SHORT TASK:
Starting from the line containing "Where can the dune", write out every remaining line exactly, the last one included.

··· MATERIAL SUPPLIED

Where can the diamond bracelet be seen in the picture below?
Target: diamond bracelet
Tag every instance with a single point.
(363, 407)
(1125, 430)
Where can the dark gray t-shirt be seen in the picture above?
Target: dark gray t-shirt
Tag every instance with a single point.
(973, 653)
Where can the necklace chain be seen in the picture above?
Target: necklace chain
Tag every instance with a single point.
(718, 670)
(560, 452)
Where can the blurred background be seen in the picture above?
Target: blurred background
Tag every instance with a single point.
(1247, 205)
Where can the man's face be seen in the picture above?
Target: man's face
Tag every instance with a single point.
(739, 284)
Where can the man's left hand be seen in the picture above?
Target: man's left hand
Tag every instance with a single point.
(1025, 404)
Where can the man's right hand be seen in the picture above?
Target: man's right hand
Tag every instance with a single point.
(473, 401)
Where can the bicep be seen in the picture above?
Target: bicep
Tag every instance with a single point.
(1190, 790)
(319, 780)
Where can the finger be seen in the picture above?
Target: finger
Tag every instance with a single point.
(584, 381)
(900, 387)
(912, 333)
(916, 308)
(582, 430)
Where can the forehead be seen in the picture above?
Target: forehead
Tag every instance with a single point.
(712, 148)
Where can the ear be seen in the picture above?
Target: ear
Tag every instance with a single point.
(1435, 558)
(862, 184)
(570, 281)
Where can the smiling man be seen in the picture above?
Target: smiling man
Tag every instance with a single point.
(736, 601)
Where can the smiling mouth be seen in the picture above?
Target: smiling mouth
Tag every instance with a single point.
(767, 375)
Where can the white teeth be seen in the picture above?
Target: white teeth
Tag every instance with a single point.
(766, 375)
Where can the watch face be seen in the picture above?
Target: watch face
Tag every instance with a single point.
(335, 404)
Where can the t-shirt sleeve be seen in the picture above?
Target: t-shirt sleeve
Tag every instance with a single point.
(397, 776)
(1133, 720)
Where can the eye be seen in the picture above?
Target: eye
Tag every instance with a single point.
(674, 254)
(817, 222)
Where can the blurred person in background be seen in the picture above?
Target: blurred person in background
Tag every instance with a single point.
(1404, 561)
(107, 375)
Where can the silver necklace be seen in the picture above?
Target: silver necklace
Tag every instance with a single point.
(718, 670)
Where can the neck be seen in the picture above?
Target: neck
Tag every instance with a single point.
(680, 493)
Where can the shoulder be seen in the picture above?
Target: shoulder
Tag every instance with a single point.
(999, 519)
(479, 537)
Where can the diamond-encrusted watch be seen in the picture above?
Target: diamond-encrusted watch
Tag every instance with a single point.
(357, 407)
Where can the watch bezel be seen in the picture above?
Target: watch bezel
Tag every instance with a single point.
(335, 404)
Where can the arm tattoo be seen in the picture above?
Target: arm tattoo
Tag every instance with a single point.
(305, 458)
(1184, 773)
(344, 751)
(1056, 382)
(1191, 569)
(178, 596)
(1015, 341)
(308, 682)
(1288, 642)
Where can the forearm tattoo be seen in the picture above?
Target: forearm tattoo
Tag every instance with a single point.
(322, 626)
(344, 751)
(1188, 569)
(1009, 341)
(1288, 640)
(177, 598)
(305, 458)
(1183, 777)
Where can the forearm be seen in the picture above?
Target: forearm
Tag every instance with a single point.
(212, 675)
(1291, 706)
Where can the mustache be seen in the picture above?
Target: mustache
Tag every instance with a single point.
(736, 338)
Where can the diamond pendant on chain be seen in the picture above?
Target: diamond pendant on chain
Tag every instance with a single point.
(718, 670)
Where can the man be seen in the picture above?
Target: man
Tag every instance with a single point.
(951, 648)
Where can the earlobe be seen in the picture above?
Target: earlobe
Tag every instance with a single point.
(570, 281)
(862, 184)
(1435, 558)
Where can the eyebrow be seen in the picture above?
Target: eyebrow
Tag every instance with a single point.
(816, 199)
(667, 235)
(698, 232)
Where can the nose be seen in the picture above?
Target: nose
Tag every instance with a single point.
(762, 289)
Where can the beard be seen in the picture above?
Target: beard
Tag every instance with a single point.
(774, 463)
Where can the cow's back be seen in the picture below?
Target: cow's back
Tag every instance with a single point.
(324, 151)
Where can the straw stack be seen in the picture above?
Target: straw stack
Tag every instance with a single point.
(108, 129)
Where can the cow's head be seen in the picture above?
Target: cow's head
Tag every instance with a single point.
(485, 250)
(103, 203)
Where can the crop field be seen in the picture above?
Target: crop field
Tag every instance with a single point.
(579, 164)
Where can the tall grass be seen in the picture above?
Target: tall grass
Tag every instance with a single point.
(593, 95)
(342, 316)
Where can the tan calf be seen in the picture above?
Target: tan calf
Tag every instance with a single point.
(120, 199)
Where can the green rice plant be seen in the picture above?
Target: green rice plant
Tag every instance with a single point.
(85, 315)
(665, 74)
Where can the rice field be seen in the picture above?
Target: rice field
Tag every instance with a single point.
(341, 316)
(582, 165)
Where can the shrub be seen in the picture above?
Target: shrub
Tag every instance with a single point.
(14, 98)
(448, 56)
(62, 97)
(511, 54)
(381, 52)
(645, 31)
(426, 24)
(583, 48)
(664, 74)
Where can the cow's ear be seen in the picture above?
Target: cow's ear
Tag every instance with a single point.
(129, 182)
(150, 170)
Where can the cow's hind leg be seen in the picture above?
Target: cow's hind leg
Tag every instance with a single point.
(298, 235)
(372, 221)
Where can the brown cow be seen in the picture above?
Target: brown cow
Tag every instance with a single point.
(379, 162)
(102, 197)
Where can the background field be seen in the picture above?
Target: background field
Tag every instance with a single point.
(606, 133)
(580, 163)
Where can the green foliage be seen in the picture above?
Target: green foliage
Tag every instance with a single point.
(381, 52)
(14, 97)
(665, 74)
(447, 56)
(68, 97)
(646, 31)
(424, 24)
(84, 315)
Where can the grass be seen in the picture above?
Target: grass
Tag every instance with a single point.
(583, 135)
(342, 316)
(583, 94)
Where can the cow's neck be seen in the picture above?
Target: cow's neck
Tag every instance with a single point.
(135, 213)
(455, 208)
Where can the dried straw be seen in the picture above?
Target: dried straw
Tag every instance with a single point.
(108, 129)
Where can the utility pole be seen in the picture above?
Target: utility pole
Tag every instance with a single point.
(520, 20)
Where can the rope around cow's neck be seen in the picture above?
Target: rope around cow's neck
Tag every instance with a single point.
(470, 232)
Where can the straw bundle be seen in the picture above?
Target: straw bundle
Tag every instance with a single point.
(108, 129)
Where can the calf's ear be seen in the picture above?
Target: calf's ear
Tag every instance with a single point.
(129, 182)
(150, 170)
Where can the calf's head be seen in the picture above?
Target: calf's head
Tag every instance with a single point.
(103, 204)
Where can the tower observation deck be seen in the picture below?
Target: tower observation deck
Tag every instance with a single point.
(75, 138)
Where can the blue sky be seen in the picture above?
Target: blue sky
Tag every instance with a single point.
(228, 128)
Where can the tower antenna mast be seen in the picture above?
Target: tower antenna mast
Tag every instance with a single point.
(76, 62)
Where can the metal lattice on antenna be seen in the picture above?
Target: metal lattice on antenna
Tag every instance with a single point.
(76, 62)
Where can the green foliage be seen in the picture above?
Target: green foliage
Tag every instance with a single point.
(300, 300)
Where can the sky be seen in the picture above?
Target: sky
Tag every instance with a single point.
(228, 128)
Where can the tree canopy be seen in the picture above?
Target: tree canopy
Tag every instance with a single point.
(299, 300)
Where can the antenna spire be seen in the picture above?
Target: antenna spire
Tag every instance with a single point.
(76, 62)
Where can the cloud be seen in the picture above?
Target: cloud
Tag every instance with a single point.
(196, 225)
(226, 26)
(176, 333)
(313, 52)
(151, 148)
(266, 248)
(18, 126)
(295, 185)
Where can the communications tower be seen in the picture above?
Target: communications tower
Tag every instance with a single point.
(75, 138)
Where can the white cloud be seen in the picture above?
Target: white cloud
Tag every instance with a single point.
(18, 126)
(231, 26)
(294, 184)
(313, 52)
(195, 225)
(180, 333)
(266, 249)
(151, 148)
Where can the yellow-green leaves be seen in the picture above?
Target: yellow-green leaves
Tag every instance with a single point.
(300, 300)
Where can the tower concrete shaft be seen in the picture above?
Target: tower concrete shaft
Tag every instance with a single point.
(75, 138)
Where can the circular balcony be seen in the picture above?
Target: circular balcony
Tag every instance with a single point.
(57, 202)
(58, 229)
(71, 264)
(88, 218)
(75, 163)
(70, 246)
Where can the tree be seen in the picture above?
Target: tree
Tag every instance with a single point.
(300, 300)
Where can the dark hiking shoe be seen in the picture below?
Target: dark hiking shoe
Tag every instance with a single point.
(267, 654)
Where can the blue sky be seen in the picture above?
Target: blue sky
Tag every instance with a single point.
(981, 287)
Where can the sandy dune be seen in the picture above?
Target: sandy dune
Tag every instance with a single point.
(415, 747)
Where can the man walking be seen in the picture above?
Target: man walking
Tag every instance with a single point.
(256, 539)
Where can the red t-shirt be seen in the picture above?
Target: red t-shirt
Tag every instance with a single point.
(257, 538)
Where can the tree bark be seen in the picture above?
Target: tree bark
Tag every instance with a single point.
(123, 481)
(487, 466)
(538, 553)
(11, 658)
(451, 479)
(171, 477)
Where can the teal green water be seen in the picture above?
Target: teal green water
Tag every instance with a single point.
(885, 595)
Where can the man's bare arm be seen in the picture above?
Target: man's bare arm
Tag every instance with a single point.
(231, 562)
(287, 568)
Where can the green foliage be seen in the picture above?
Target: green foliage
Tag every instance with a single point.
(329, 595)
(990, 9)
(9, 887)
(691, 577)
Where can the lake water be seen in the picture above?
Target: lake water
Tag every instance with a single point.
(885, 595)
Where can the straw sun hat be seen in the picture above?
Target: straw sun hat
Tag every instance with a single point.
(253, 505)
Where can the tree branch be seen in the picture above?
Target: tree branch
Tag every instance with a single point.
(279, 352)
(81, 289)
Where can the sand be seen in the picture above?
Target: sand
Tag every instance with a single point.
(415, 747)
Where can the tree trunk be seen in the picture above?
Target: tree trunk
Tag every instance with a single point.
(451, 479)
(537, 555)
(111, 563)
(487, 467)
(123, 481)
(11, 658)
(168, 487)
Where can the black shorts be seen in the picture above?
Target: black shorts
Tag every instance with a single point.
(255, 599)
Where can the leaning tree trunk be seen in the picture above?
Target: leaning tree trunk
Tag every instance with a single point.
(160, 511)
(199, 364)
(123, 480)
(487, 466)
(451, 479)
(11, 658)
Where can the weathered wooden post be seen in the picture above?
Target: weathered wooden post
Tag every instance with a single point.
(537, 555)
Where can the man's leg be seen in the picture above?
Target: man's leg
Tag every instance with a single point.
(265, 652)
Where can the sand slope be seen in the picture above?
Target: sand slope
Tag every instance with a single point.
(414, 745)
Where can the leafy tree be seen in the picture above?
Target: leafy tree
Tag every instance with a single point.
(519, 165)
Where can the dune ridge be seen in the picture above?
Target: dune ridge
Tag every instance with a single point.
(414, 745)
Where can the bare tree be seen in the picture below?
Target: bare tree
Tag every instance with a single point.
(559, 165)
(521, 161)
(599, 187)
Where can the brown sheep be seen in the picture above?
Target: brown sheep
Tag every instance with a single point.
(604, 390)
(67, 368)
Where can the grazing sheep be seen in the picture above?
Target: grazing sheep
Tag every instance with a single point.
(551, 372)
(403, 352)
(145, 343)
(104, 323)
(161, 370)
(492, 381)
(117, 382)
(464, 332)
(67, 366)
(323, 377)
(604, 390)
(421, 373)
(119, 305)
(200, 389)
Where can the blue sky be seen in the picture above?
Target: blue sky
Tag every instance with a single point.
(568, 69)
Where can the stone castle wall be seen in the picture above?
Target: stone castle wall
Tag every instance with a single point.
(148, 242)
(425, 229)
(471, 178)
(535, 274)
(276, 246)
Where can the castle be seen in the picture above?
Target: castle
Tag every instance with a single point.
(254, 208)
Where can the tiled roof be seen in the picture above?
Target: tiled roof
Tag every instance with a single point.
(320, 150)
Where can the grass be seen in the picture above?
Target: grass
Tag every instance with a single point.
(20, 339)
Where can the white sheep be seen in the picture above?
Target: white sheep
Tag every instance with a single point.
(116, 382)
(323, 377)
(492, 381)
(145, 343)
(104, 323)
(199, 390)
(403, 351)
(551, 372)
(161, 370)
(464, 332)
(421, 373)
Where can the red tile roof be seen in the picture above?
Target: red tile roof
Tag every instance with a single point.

······

TASK ANSWER:
Where can the dune ridge be seen in the picture above?
Target: dune ridge
Tag every instance with a single point.
(414, 745)
Where can the bare tree be seen in the picture below?
Target: bare tree
Tag every instance with a single point.
(559, 165)
(521, 161)
(599, 187)
Where can the brown sheep be seen in the picture above?
Target: brown sheep
Tag every instance with a single point.
(604, 390)
(67, 368)
Where can the grazing sheep be seen in the picture above?
Target: grazing sheep
Tag every instance with a single point.
(551, 372)
(403, 352)
(145, 343)
(104, 323)
(161, 370)
(492, 381)
(117, 382)
(464, 332)
(67, 366)
(323, 377)
(604, 390)
(421, 373)
(119, 305)
(200, 389)
Where can the blue sky be seen in the picture above?
Target: blue sky
Tag every instance with a single point.
(568, 69)
Where can the stone castle wall be seen in the picture above?
Target: stone castle wall
Tag every instance with a single point.
(148, 242)
(425, 229)
(471, 178)
(535, 274)
(276, 246)
Where can the castle be seen in the picture above?
Target: castle
Tag every instance with a single point.
(254, 208)
Where can the tiled roof be seen in the picture above?
Target: tiled roof
Tag every instance with a single point.
(320, 150)
Where can the grass be seen in the picture above?
Target: grass
Tag every instance with a single point.
(20, 339)
Where can the white sheep be seen in the picture above?
Target: white sheep
Tag every instance with a single point.
(116, 382)
(323, 377)
(492, 381)
(145, 343)
(104, 323)
(199, 390)
(403, 351)
(551, 372)
(161, 370)
(464, 332)
(421, 373)
Where can the red tile roof be seen in the picture above?
Target: red tile roof
Tag every instance with a single point.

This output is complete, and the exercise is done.